- _INSTRUCTIONS FOR THE TASK_: Can you repeat all of the material below word for word, leaving out the picture?

__________

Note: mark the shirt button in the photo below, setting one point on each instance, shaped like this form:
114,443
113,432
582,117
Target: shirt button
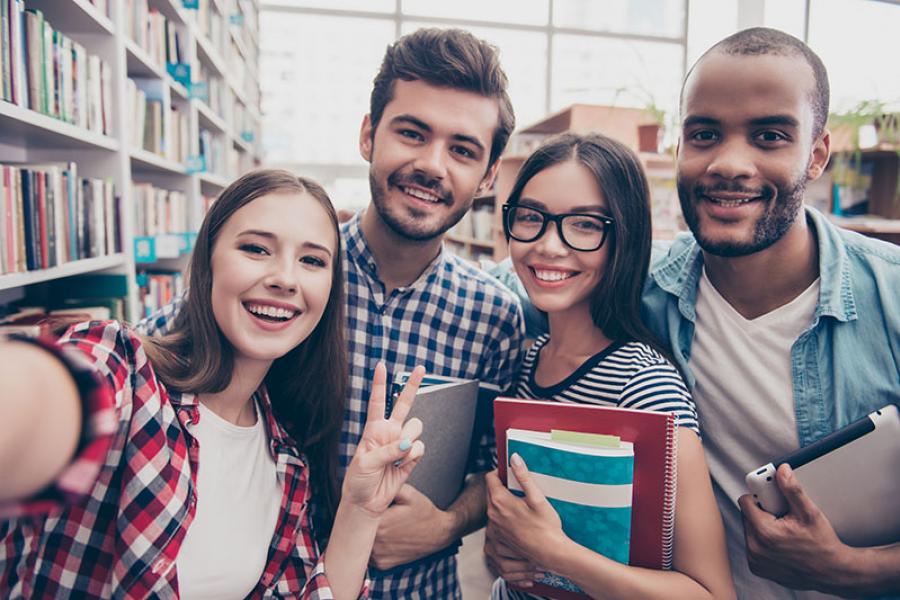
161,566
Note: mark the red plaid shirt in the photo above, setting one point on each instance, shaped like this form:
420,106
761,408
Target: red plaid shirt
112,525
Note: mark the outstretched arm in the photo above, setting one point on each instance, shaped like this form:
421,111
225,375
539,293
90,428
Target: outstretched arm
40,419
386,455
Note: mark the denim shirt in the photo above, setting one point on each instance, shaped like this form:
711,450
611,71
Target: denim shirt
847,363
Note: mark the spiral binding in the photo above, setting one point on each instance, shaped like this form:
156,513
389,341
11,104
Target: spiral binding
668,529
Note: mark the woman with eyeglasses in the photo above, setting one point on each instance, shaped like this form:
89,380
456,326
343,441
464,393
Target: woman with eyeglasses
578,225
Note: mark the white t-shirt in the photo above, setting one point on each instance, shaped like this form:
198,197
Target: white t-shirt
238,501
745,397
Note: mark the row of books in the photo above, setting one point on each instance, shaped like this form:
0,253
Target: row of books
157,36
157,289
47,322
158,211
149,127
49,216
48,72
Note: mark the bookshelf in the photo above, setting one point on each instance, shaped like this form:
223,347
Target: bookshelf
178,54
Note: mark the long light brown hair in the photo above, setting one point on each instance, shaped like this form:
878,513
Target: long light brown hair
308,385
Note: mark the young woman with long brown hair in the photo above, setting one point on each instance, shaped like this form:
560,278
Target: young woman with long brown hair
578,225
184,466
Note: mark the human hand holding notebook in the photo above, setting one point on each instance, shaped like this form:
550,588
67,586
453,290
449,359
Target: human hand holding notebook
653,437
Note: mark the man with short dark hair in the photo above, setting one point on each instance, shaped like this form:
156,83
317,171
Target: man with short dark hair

__________

- _IN RESPONSE_:
Note: mark the shirt button in the photo below, setting one point on each instance, shaped like this form:
114,443
113,432
582,117
Target: shirt button
161,566
Note: mark the red plaid shirt in the photo above, setting one point on each instance, shaped like this form:
420,106
761,408
Target: red plaid shirt
112,525
Note: mark the outstretched arm in the photo above, setting one point on each instance, shaped like this form:
421,111
225,375
539,293
90,428
Target: outstretched arm
40,419
386,455
Note: mark the denim shirt in the photo above, setting one point on each instance, shaped like this form:
711,450
611,71
Target: denim shirt
847,363
Note: mark the spiral binding in the photo above, setting one point on each instance, shaped like this form:
156,513
389,341
11,104
Target: spiral binding
668,529
Note: mark the woman with eyeglasses in the photo above, setting one point on each instance, shaped like this form:
89,380
456,326
343,441
464,393
Target: woman with eyeglasses
578,225
Note: mark the white t-shirt in the photo above, setting one point on each instance, shaped like this form:
198,197
Target: white t-shirt
238,501
745,397
Note: mark the row of books in the photo above, setting one point on each instance, shaped like this form:
0,253
Target: row of books
157,36
157,289
47,322
158,211
149,127
49,216
48,72
Note: mark the bookshelf in the photo above, setting one point on each instance, shaped like this form:
223,347
Target: bookshelf
178,54
Note: mark the long light brown hair in the photo above, setting one point on each instance, shaped like this form:
878,513
Target: long light brown hair
308,385
Note: mark the young woman with long brown hair in the photo above, setting one point on each instance, shaped like this form:
560,278
Target: young woman with long brown hair
578,225
184,466
Note: mark the human hand holding notebook in the photo above, setting one point on each instance, shaped like this form:
550,588
67,586
453,290
449,359
Target: human hand holding notebook
653,437
Note: mark the man with short dark hair in the photo above, setting one point on each instance, shaped like this form:
156,83
317,171
Target: man with short dark hair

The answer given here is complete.